◆ **Dataset records**:

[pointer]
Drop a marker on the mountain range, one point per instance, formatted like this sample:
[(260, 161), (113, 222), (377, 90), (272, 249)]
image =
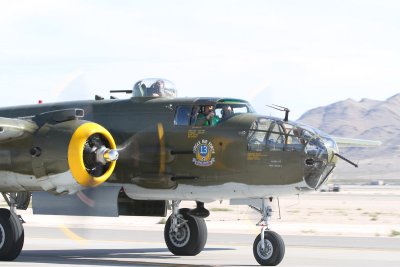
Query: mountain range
[(364, 119)]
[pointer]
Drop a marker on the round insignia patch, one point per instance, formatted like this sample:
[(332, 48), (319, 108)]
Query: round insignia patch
[(203, 151)]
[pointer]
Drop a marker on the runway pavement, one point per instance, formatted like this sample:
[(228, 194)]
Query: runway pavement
[(62, 246)]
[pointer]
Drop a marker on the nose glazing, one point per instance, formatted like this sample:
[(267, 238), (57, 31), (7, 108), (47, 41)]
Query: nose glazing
[(319, 160)]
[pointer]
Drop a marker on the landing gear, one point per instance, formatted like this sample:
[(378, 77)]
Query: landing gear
[(185, 235), (268, 247), (11, 231)]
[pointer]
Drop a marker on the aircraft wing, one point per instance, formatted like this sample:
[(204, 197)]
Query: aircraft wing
[(350, 142), (11, 129)]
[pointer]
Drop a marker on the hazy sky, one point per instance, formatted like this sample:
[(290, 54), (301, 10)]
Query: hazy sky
[(299, 54)]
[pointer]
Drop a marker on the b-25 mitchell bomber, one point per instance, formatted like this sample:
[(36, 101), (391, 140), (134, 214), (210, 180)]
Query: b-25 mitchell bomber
[(143, 155)]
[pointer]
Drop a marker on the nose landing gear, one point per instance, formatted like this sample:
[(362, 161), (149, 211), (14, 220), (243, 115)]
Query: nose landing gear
[(184, 235), (268, 247)]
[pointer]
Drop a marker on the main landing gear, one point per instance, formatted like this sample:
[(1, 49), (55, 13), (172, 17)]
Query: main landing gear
[(11, 230), (185, 234), (268, 247)]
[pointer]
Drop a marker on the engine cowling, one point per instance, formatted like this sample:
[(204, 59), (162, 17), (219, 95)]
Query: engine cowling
[(72, 154)]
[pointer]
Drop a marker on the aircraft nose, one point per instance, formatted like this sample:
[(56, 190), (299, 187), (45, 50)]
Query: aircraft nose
[(319, 161)]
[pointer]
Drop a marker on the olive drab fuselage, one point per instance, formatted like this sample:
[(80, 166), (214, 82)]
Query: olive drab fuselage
[(161, 146)]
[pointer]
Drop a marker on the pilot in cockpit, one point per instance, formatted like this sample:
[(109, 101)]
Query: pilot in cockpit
[(207, 117)]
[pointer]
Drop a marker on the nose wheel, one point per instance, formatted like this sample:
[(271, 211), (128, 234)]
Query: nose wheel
[(184, 235), (268, 247)]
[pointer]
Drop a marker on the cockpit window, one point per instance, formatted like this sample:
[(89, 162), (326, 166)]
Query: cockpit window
[(154, 87), (270, 134), (186, 115)]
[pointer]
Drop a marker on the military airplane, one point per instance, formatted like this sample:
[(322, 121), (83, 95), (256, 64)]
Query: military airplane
[(142, 155)]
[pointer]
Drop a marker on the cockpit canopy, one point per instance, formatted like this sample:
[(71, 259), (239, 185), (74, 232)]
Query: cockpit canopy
[(154, 87)]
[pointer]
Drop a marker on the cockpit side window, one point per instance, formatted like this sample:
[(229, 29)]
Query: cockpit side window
[(183, 115), (258, 134)]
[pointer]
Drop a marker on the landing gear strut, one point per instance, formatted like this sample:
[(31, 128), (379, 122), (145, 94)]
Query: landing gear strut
[(185, 235), (11, 230), (268, 247)]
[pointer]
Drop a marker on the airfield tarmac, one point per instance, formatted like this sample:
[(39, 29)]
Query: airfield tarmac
[(355, 227)]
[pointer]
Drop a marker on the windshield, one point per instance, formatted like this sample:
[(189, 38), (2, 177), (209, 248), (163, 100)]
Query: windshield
[(270, 134), (154, 87)]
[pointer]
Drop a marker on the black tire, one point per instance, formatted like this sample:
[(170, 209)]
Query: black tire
[(190, 238), (274, 252), (11, 236)]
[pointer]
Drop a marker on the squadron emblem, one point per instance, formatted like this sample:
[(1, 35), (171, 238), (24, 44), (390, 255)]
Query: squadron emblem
[(203, 151)]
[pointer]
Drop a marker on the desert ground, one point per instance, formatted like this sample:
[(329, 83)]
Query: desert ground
[(354, 211)]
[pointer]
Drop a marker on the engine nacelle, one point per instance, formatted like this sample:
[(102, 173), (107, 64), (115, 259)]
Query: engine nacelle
[(72, 154)]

◆ **Your assignment**:
Going down the listing above, begin printing at the line with "Drop a marker on the pilot" and finish with the line with "[(170, 209)]", exactly as they appear.

◆ **Solution below**:
Drop a marker on the pilot in cockpit, one point per instance, formatted like this sample:
[(109, 101)]
Query: pilot in cockpit
[(207, 117)]
[pointer]
Drop a marker on the nose wheel, one point per instance, formatted like this sample:
[(271, 211), (128, 234)]
Query: nose wheel
[(184, 235), (268, 247)]
[pointer]
Drop a marker on the cockpit window, one point per instance, formatted like this sample:
[(89, 162), (326, 166)]
Query: cockpit window
[(154, 87), (270, 134), (186, 115)]
[pointer]
Drop a marker on the military airplane, one point per instance, formatted like this sample:
[(322, 121), (83, 95), (256, 64)]
Query: military airplane
[(142, 155)]
[pointer]
Drop a marker on the cockpit canopy, one point per instance, formatted like this sample:
[(71, 259), (239, 185), (74, 232)]
Query: cockpit canopy
[(154, 87)]
[pointer]
Drop a marker on the cockpit side window, one point per instance, formatted like this sample:
[(229, 29)]
Query: cockpit side window
[(183, 115), (258, 134)]
[pointer]
Drop a marker on the landing gear strut, one point per instance, formatted like this sample:
[(31, 128), (379, 122), (145, 94)]
Query: landing gear strut
[(185, 235), (11, 230), (268, 247)]
[pointer]
Drop a marker on the airfield tarmac, one point per instance, formatted like this sample:
[(39, 29)]
Query: airfield tarmac
[(355, 227)]
[pointer]
Drop a marker on the windshield, one point per instance, formatted like this sample:
[(189, 38), (2, 177), (209, 248), (163, 100)]
Query: windshield
[(270, 134), (154, 87)]
[pointer]
Drop a marker on the black tire, one point per instance, formatted like this sample:
[(170, 209)]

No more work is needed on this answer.